TASK.
Leaving out the images, repeat all the lines below exactly.

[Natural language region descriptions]

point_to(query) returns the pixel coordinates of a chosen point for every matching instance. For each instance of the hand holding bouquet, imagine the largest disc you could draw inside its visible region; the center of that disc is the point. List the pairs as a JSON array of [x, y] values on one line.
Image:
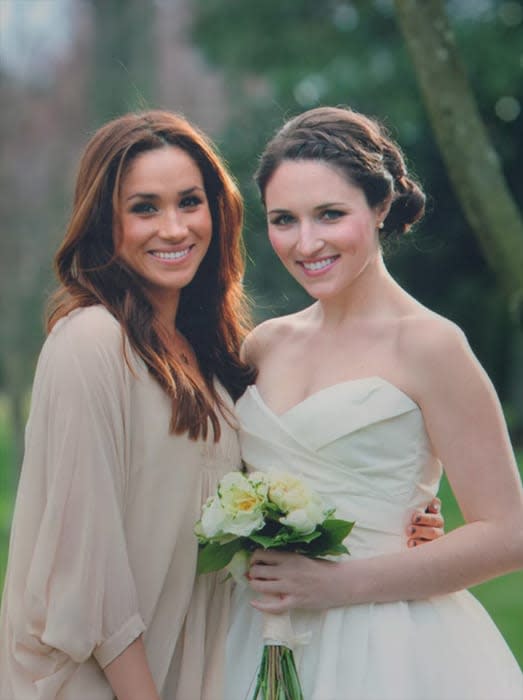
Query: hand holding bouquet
[[273, 510]]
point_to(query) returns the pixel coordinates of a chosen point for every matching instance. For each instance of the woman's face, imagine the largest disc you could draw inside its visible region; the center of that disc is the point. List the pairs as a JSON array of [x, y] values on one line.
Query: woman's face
[[320, 226], [163, 226]]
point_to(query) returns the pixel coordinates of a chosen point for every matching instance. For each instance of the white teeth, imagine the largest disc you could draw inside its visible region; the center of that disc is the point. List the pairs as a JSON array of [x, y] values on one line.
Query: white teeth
[[175, 255], [318, 265]]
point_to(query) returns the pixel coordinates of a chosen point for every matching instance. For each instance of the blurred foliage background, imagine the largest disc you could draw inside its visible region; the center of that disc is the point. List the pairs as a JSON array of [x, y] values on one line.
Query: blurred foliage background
[[237, 68]]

ANSWER SECTION.
point_to(query) returns the pixel coordinates of a chosen point for every matching instance. For each instance of the hand holding bouquet, imagine the largest disc you could draw inside its visible region; the center of that disc is the point. List the pairs as a JSON array of [x, y] values on one line.
Image:
Query: hand holding bouquet
[[273, 510]]
point_to(query) returns the pixel coordinates of a chosen point for every matching instance. For each instance of the woman's face, imagine the largest disc you could draw inside its visible region; the center of that disc is the point. List the pairs as a JSON array of [x, y] values on one line.
Query: woman's face
[[320, 226], [163, 226]]
point_to(query) returns the pixel coordinates of a chosen point for every matching instance. For each instance of the white teeth, imagine the largest disc you could draw inside its visible region; the center of that disc is the point. List the pairs as a JSON array of [x, y] values on one line.
Query: white teeth
[[175, 255], [318, 265]]
point_to(query) returns the pixel coordinates of a chosen point for every matching instance. For each instance of the blurred foliage background, imagine the largest disc you could draw inside its visible region; the center of that disc is the point. List the pairs as a JSON array of [x, y] values on one line.
Query: blurred foliage background
[[237, 68]]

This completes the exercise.